# [Task objective]
Which lines run from the one containing "TARGET = paved plaza floor" to the end of the entries? Quote them exactly, and nothing else.

>> start Extracted entries

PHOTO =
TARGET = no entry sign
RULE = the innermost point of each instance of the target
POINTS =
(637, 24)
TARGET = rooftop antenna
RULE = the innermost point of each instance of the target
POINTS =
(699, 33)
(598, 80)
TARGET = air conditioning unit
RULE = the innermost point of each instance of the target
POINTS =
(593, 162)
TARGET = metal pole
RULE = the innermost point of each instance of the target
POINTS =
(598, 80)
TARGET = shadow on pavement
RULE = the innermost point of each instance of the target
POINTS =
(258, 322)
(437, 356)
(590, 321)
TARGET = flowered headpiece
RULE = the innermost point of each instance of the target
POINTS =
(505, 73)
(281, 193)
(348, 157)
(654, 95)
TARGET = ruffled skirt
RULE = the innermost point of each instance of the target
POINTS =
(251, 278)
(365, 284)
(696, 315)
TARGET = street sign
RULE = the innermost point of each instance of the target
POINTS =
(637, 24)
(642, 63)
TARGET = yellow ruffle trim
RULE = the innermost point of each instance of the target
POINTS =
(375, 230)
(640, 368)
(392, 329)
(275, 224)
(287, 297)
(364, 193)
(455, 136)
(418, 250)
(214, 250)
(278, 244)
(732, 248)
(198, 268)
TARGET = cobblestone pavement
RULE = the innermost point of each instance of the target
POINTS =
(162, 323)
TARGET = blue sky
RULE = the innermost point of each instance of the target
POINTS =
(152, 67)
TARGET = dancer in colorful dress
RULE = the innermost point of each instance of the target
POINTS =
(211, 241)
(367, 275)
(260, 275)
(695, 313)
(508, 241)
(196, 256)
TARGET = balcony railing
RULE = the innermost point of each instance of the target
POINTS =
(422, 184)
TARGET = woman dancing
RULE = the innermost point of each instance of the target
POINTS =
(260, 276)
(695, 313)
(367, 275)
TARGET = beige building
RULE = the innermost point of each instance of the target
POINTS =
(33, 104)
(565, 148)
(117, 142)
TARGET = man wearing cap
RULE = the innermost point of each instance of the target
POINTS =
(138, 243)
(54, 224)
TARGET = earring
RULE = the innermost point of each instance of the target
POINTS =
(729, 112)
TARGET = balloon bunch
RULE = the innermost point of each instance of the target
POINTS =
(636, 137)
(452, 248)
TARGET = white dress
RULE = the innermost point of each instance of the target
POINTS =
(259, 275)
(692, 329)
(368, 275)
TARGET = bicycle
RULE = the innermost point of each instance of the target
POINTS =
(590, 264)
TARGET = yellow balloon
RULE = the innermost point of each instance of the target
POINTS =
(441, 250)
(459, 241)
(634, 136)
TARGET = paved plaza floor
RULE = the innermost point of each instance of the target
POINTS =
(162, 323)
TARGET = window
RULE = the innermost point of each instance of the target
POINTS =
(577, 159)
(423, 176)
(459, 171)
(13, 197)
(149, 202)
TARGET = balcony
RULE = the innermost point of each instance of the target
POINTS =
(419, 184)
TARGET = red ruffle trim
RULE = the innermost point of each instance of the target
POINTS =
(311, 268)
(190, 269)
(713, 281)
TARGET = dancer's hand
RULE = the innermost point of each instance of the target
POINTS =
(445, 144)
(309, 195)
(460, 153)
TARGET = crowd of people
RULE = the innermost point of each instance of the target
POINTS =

>> end Extracted entries

# [Task response]
TARGET = paved plaza floor
RULE = the innermost point of each instance of the target
POINTS =
(162, 323)
TARGET = window
RULE = the innermost point of each instance of the target
POINTS =
(577, 159)
(423, 176)
(459, 171)
(13, 197)
(149, 202)
TARGET = balcony
RULE = the innermost point of each instance of the target
POINTS =
(419, 184)
TARGET = red ruffle trim
RULE = the innermost point of each instance of the target
POINTS =
(311, 268)
(190, 269)
(713, 281)
TARGET = dancer's hand
RULE = the innermost point of each instance of the target
POINTS =
(445, 144)
(309, 195)
(460, 153)
TARGET = crowd of people
RULE = the innermost point of each instance of the target
POINTS =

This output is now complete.